_CHALLENGE_. State how many lines of the records contain the word "white". Reply with the number alone.

--------------------------------------------------

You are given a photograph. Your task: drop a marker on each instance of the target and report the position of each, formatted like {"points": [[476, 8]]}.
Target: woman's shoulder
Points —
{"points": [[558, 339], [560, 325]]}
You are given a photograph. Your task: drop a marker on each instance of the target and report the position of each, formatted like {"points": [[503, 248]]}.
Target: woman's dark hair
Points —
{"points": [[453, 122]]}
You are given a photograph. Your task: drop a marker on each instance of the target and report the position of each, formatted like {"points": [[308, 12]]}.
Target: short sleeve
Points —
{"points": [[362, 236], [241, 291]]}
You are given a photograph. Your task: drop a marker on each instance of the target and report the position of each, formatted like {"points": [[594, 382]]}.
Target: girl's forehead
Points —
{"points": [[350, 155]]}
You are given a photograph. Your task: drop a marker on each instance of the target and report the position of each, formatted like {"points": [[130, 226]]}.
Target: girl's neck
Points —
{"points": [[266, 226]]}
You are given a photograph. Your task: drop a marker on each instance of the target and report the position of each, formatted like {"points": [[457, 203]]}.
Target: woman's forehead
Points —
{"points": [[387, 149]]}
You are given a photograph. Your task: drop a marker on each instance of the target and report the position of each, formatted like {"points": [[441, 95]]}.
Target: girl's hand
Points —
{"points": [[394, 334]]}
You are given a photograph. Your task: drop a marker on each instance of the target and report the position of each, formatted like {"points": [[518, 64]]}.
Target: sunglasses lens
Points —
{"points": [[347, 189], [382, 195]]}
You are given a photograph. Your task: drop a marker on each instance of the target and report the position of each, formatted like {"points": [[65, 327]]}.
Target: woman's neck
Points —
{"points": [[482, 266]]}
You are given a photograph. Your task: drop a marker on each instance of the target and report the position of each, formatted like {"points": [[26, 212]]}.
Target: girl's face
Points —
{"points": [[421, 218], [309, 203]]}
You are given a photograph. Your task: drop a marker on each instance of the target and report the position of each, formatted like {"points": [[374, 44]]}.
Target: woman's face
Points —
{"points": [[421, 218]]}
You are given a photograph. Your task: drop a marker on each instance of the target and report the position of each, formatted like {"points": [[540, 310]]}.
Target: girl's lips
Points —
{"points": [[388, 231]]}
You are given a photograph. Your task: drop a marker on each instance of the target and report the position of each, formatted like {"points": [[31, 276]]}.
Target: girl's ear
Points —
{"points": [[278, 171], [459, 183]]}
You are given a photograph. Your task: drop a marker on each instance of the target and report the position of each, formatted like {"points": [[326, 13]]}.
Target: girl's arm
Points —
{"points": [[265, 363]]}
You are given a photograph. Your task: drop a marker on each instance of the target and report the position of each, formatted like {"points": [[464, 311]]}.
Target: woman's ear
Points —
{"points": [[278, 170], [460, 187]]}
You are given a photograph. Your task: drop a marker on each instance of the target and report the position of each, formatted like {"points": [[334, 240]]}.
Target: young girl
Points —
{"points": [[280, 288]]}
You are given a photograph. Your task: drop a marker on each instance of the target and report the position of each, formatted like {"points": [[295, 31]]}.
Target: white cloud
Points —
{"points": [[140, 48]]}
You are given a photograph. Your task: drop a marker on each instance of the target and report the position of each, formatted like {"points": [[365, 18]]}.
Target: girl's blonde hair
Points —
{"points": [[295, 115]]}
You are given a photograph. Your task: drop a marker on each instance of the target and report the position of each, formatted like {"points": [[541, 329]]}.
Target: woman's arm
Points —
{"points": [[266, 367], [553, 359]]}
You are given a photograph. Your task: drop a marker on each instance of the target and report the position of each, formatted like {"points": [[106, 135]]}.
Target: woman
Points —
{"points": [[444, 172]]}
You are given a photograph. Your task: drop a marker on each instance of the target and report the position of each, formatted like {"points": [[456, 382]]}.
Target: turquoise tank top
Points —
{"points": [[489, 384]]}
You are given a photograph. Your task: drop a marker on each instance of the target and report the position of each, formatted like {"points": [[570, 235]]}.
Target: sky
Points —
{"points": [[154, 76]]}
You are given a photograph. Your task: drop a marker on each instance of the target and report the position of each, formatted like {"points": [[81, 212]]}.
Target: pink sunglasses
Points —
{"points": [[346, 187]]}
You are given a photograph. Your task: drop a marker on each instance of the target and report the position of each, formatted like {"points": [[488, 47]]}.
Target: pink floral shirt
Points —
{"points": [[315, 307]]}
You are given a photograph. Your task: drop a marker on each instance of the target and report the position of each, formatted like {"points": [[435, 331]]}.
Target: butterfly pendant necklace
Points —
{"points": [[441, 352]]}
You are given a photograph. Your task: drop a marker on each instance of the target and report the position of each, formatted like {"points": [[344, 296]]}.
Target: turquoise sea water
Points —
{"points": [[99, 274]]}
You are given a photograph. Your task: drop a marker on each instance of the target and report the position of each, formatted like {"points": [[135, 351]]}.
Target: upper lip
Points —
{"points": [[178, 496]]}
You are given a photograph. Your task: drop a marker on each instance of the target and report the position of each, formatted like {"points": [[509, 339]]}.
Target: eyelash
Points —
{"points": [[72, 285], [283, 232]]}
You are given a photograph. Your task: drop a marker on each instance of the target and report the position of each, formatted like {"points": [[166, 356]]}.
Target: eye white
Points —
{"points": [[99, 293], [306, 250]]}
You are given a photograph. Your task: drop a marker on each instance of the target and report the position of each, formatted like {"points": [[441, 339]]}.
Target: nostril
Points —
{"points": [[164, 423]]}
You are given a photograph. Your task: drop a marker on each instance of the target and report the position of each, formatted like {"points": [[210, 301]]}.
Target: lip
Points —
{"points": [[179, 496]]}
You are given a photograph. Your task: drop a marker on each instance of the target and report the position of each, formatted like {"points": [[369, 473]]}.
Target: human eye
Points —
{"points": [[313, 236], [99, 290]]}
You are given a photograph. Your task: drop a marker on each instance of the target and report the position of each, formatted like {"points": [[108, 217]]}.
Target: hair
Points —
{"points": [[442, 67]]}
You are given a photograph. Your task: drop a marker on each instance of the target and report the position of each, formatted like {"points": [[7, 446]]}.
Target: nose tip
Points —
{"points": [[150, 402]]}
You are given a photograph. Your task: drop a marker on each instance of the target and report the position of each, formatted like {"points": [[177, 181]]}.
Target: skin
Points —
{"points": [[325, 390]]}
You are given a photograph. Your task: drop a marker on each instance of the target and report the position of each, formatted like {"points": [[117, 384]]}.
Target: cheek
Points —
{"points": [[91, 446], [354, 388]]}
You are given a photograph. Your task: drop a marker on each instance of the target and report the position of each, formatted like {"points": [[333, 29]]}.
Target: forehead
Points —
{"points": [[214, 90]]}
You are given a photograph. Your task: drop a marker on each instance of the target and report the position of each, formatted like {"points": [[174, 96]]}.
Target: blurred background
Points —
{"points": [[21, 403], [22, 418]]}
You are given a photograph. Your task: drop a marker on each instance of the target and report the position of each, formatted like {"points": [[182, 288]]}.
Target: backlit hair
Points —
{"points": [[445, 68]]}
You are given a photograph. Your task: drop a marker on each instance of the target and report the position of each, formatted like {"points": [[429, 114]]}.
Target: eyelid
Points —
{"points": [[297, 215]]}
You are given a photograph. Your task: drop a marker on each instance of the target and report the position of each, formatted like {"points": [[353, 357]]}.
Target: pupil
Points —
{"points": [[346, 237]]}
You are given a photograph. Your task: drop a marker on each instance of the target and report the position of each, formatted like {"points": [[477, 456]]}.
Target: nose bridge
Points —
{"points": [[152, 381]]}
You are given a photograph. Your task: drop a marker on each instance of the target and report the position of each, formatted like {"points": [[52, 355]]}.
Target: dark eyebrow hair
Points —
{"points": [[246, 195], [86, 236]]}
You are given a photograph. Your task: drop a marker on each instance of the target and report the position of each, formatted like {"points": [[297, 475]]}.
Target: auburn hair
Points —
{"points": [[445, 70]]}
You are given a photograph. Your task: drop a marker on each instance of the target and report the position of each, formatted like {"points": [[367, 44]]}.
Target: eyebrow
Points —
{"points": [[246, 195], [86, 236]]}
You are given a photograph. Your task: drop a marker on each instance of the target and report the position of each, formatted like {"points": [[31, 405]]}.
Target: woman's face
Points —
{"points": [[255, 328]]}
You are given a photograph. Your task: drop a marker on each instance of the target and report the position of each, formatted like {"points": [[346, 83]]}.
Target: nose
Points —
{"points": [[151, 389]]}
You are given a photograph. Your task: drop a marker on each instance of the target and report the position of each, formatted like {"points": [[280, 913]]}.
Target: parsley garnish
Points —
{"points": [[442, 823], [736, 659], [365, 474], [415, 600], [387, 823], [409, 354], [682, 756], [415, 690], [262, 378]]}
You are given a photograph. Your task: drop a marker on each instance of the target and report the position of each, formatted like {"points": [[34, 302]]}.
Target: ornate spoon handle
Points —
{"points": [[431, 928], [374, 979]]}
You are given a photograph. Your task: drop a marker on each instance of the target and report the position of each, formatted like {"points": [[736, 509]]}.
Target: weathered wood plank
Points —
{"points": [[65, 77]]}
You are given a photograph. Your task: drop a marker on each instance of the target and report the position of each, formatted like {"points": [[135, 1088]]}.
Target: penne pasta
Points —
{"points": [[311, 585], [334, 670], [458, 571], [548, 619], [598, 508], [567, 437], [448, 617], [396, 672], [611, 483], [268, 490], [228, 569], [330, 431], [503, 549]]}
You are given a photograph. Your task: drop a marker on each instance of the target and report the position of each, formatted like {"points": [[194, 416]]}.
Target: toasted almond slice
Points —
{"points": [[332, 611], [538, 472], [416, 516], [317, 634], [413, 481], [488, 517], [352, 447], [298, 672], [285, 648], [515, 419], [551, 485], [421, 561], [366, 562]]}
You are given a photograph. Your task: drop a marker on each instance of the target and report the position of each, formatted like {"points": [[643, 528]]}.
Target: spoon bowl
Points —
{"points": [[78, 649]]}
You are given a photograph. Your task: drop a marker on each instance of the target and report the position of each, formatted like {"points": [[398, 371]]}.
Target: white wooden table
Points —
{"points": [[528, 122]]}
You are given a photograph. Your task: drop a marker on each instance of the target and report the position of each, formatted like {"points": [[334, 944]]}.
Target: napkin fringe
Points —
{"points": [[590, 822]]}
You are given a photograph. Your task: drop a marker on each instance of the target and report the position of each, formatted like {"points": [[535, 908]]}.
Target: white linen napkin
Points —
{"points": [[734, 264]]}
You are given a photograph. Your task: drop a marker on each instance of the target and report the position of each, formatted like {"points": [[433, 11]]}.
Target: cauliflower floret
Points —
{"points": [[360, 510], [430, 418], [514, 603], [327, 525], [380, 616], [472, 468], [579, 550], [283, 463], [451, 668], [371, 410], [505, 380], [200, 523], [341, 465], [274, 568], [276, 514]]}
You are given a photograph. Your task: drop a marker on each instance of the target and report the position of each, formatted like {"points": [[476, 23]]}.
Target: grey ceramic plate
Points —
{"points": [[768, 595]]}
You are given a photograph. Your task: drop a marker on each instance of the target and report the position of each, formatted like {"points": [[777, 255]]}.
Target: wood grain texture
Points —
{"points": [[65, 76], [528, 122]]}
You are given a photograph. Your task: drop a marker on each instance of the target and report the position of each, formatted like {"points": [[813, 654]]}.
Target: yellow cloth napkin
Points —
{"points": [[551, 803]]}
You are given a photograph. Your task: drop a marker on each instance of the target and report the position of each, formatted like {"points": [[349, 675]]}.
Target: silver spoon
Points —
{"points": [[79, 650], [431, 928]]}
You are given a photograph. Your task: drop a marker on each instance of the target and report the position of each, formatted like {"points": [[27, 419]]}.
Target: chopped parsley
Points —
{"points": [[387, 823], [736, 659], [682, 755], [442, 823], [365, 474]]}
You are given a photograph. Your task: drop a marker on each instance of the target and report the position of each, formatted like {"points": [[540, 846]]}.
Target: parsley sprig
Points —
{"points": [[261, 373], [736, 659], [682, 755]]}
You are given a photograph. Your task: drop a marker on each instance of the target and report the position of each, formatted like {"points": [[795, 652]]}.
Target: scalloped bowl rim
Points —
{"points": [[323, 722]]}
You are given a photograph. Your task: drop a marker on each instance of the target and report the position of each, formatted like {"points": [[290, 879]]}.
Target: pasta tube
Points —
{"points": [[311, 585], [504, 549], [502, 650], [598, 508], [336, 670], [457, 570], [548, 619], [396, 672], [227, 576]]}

--------------------------------------------------

_ANSWER FOR THE TASK_. 4